[[ SUPPLIED PASSAGE, beginning ]]

Computer-Aided Reading of Mammograms Crashes

[The more we can get this information out, the better it will be.]

SACRAMENTO, April 4 — Computer-aided detection degrades the performance of screening mammography, reported a multicenter team.

In a study of more than 429,000 mammogram results, there was a significant drop in diagnostic specificity after computer-aided detection was introduced to various centers, reported Joshua J. Fenton, M.D., M.P.H., of the University of California at Davis, and colleagues, in the April 5 issue of the New England Journal of Medicine.

There was a significant increase in false-positive results and unnecessary biopsies, they added.

“In our observational study of large numbers of community-based mammography facilities and patients, the use of computer-aided detection was associated with increases in potential harms of screening mammography, including higher recall and biopsy rates, and was of uncertain clinical benefit,” they wrote.

Dr. Fenton and colleagues evaluated the association between the use of computer-aided detection and the performance of screening mammography from 1998 through 2002 at 43 facilities in three states. They evaluated data on a total of 429,345 mammograms in 222,135 women, of whom 2,351 had received a diagnosis of breast cancer within a year of screening.

The authors calculated the specificity, sensitivity, and positive predictive value of screening mammography with and without computer-aided detection. They also calculated the rates of biopsy and breast-cancer detection, and at the overall accuracy of screening, which they determined by the area under the receiver-operating-characteristic curve.

In all, seven of the 43 facilities started using computer-aided detection during the study period, and the remainder of facilities served as controls.

Among the computer-using centers, the diagnostic specificity of screening mammography declined significantly from 90.2% before computers, to 87.2% after. In addition, the positive predictive value decreased from 4.1% pre-computer to 3.2% with computer assistance (P=0.01).

Although computer-assisted detection increased the sensitivity of screening mammography compared with human-only review (from 80.4% before to 84.0% after), this difference was not statistically significant (P=0.32).

Adjusting for patient, facility, and radiologist characteristics also did not substantially change the outcome. Specificity and positive predictive value still significantly declined after computer aided detection was introduced, and sensitivity went up, but not significantly, the authors noted.

[[ SUPPLIED PASSAGE, end ]]
[[ EXTRACTED ENTRIES, beginning ]]

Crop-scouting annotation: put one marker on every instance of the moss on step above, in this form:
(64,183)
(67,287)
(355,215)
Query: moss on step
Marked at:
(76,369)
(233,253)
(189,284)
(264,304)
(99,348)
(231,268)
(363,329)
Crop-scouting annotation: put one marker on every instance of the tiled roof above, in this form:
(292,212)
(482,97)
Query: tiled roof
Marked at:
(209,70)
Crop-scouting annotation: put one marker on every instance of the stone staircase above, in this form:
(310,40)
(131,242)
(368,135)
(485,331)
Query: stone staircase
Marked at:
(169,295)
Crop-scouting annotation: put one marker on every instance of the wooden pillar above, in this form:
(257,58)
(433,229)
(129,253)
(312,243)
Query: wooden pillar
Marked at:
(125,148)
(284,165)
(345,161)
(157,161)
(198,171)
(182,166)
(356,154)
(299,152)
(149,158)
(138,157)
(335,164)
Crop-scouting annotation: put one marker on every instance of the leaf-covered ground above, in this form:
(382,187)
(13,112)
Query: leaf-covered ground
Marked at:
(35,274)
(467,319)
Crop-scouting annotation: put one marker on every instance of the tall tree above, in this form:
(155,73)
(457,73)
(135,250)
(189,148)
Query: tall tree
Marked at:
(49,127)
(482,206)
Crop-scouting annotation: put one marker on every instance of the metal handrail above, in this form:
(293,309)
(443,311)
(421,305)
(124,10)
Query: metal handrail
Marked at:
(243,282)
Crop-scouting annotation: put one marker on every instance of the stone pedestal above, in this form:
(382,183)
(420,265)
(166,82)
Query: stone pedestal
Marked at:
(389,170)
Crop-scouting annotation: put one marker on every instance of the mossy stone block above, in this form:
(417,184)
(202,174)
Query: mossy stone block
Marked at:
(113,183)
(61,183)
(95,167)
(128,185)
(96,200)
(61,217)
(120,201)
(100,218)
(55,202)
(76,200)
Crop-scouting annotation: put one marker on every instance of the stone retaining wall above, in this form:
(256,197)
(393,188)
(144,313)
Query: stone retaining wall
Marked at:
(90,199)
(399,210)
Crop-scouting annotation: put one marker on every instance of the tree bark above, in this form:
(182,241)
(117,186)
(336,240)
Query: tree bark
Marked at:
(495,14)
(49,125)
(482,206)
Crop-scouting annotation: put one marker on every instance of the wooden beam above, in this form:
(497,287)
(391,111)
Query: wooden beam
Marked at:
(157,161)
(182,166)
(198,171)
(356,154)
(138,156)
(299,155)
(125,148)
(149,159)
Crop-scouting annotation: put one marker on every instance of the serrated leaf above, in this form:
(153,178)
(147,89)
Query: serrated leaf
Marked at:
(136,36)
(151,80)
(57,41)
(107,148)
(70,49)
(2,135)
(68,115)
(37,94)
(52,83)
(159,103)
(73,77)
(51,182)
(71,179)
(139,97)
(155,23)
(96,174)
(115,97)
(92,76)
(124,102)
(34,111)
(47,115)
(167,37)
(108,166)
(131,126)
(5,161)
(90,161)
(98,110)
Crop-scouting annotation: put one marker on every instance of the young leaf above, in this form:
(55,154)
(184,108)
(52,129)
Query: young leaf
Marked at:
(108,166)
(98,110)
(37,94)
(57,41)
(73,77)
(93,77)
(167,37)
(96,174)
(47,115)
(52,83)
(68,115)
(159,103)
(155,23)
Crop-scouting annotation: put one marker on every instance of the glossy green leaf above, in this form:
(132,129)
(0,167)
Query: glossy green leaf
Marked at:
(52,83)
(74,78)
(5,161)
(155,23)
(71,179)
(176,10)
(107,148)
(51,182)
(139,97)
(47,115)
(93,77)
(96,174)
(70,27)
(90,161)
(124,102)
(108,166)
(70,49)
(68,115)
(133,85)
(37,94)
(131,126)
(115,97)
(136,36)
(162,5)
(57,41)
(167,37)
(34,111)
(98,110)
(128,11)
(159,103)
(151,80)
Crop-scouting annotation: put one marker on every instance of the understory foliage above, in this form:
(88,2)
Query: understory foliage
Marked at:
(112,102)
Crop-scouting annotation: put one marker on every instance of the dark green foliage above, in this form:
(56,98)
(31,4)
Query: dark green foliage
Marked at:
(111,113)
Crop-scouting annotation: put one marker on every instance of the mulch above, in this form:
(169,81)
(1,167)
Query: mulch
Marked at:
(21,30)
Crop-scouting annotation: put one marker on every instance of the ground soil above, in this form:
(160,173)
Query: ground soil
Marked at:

[[ EXTRACTED ENTRIES, end ]]

**DIRECTIONS**.
a – Summarize the article on computer-aided mammogram reading in two sentences.
b – Quote the article on computer-aided mammogram reading word for word, everything from "In all, seven" down to "statistically significant (P=0.32).".

**RESPONSES FOR EACH TASK**.
a – A multicenter study of 429,345 mammograms in 222,135 women at 43 facilities from 1998 through 2002 found that introducing computer-aided detection significantly lowered the specificity of screening mammography, from 90.2% to 87.2%, and its positive predictive value, from 4.1% to 3.2%. It also increased false-positive results and unnecessary biopsies, while a rise in sensitivity from 80.4% to 84.0% was not statistically significant, and adjusting for patient, facility, and radiologist characteristics did not substantially change these outcomes.

b –
In all, seven of the 43 facilities started using computer-aided detection during the study period, and the remainder of facilities served as controls.

Among the computer-using centers, the diagnostic specificity of screening mammography declined significantly from 90.2% before computers, to 87.2% after. In addition, the positive predictive value decreased from 4.1% pre-computer to 3.2% with computer assistance (P=0.01).

Although computer-assisted detection increased the sensitivity of screening mammography compared with human-only review (from 80.4% before to 84.0% after), this difference was not statistically significant (P=0.32).